▶ _PAGE EXCERPT_
──────────────────────────────

Six-hundred Pages of Privacy Regulation
by Amitai Etzioni Monday, September 25, 2000
Amitai Etzioni is most recently the author of Limits of Privacy (New York: Basic Books, 1999). It contains extensive discussion of medical privacy.
Any day now, the Clinton administration will issue the final version of 600 pages of regulations all aimed ensuring that Americans' medical privacy is respected. The rules are highly needed given that many employers buy medical records and refuse to hire or promote people they consider a poor risk.
Banks also have called in loans of people who have had heart attacks. And the pharmaceutical industry uses information it corrals from drug stores to urge patients to ask their doctors for the pills they push, which often are more expensive and not necessarily better than the ones the patients already are taking.
All this is now supposed to end. The Clinton administration has posted suggested regulations, and for the last half-year the Health and Human Services Department has been struggling to address 48,000 public comments and revise the regulations accordingly. The process is about to be completed.
The case for regulation
While Congress has limited the reach of these regulations to apply only to electronic records, that constitutes a rapidly growing proportion of all records. The new regulations also amount to the first large-scale introduction of government controls in cyberspace. They will lay to rest the fantasy that cyberspace could become a new world in which people govern themselves without state intervention.
Surprisingly, most people -- who seem largely unaware of the extent to which their medical records are an open book -- have not commented on the regulations. One reason might well be that people basically appreciate what they see. One of the greatest virtues of the suggested regulations is that they eschew the libertarian philosophy that information about a person is his property and hence he must consent to each specific use, secondary use and sale to third parties.
Given that each piece of information is used numerous times, people would be spending half their days clicking "yes,"no," and "first, pay me" if they had to adhere to that approach. People also would need lawyers to understand privacy "contracts." (Did you notice that the consent form you regularly sign in doctors' offices and hospitals, to release your medical information to your HMO or health insurance company, in no way limits what they can do with the data?)
Instead the suggested regulations rely on government protection.. Accordingly, personal medical information can be shared with health-care professionals and health insurers but not with employers, banks, marketers and others who no have legitimate business seeing it.
The penalties for violating the suggested new regulations are quite hefty. An unintended violation may lead to a $25,000 penalty. A willful violation doubles the fine and potentially may result in a year in jail for the violator. Someone attempting to sell information for "commercial advantage, personal gain or malicious harm" may be hit with a $250,000 fine and 10-years prison sentence. These teeth are likely to get the attention of potential violators of medical privacy.
Another attractive feature of the new regulations is that they call for releasing only minimal information rather than a person's whole medical record. Thus an employer processing an insurance claim for a work-related injury would not get the employee's entire medical history. The employer has no need or right to know if the person had herpes or an abortion.

──────────────────────────────

▶ _RECORDED DATA_
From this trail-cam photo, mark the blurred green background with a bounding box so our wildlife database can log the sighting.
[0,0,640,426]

──────────────────────────────

▶ _TASK TO COMPLETE_
Extend the essay on the proposed medical privacy regulations, beginning after its final sentence.

▶ _EXERCISE OUTPUT_
Answering the critics
Critics have objected vehemently to one proposed regulation. It would let patients to see their medical records and demand that their doctors correct the records if the patients think the information is invalid. If the doctors refuse, they must endure an administrative review process. Critics claim that the rule would cost health-care providers some $4 billion over five years. The government, which assumes that only 1 percent of patients will want to see their records, argues that the costs at most half that amount.
My concern is a different one. Ever since recommendation letters written by professors have become a document their students can scrutinize, most professors have become rather leery about saying anything unflattering. Consequently, the letters have lost much of their value.
If the same happens to medical records, physicians soon will cease to note that someone has alcoholic tendencies and instead may note that the patient has a "fine appreciation of wine." The notation "obese" will be replaced with "well nourished" and so on.
Interviews with a half-dozen doctors reveal that they feel extremely beleaguered and are flooded by paperwork as it is. The last thing they want is to have to quarrel with patients over file notations. "I'll put in anything they want," said one irked physician.
The issue could be minimized if patients could augment their file, adding their own views but not requiring physicians to change theirs. And the regulations should require that the comments accompany the patient's file wherever it travels.
Privacy vs. medical research
The regulations also need to be recast for another reason: They undermine some common good. In this case, the effort to better protect privacy seriously threatens medical research by requiring the removal of personal identifiers (names, addresses, phone numbers, Social Security numbers) from medical data and "destroying them at the earliest opportunity." The rule would make it impossible to combine such data with most existing data that are arranged by personal identifiers.
Instead of eliminating personal identifiers on all medical information, it would make sense to create a small number of medical data "Fort Knoxes" to hold personal identifiers. Bonded personnel at the forts would combine new data with old information.
Surely some other compromises might be achieved, but medical research is too important for all of us, to be severely hobbled in order to strengthen medical privacy. All in all, in an age when we are often critical of what the government does, and for a good reason, the new regulations are a giant leap forward, the largest since the right to privacy was created.
For now, though, your records are still readily available on the Internet.